- **Problem statement**
From the wayfinding text below, copy out the passage starting with "Wayfinding shouldn’t be" and going on through "all those measures).".

- **Selected extract**
◆ ◆ ◆ ◆ ◆ ◆ ◆
I was instructed to showcase an example in the industry but most of the scholarly articles I’ve found thus far focus on the principles rather than current uses. Any direction or guidance here would be much appreciated.

Wayfinding shouldn’t be too difficult to present and it’s a powerful concept that has widespread impacts and implications. You could define it as the design of the physical environment which provides direction for navigating one’s way through a space. Imagine trying to work your way through an unfamiliar airport without alphanumeric gate designations, color-coordinated signs, and pathways that funnel foot traffic in specific directions. Most people could become lost (and many still do despite all those measures).

Wayfinding is at the intersection of psychology, design, and architecture. David Owen explains as much in his The New Yorker article about the psychology of space. He explains how Times Square and The Oslo Opera House were both designed to influence human behavior on purpose. People underestimate how effective the use of space can be when it comes to compelling action. There’s a similar sentiment conveyed by Jonah Lehrer in his Wired piece on exploring the psychology of architecture. He observed that people spend a tremendous amount of time inside and around buildings yet we know so little about how they might influence us. The space we inhabit is often taken for granted.

You might assume that physical spaces are only influencing your actions and decisions, but what if they were also affecting your emotions? That’s just what BBC writer, Michael Bond, described last year in his story about the hidden ways architecture affects how you feel. He cites major metropolises like Tokyo, Japan and Vancouver that rely on spatial design tactics to improve public spaces. Most of his examples are benevolent, but one could see how the same tactics could be used in a subversive manner for questionable ends.
◆ ◆ ◆ ◆ ◆ ◆ ◆
- **Source excerpt**
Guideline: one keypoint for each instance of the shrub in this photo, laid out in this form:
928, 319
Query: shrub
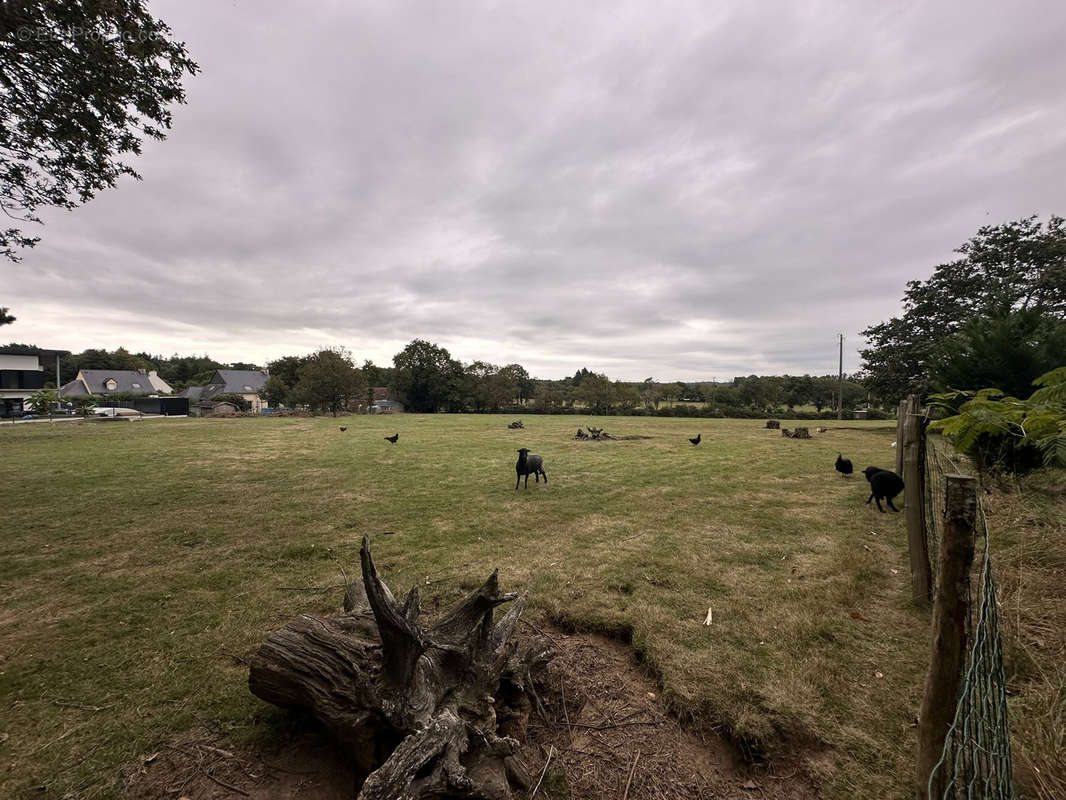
1002, 432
◆ ◆ ◆ ◆ ◆ ◆ ◆
- **Solution**
Wayfinding shouldn’t be too difficult to present and it’s a powerful concept that has widespread impacts and implications. You could define it as the design of the physical environment which provides direction for navigating one’s way through a space. Imagine trying to work your way through an unfamiliar airport without alphanumeric gate designations, color-coordinated signs, and pathways that funnel foot traffic in specific directions. Most people could become lost (and many still do despite all those measures).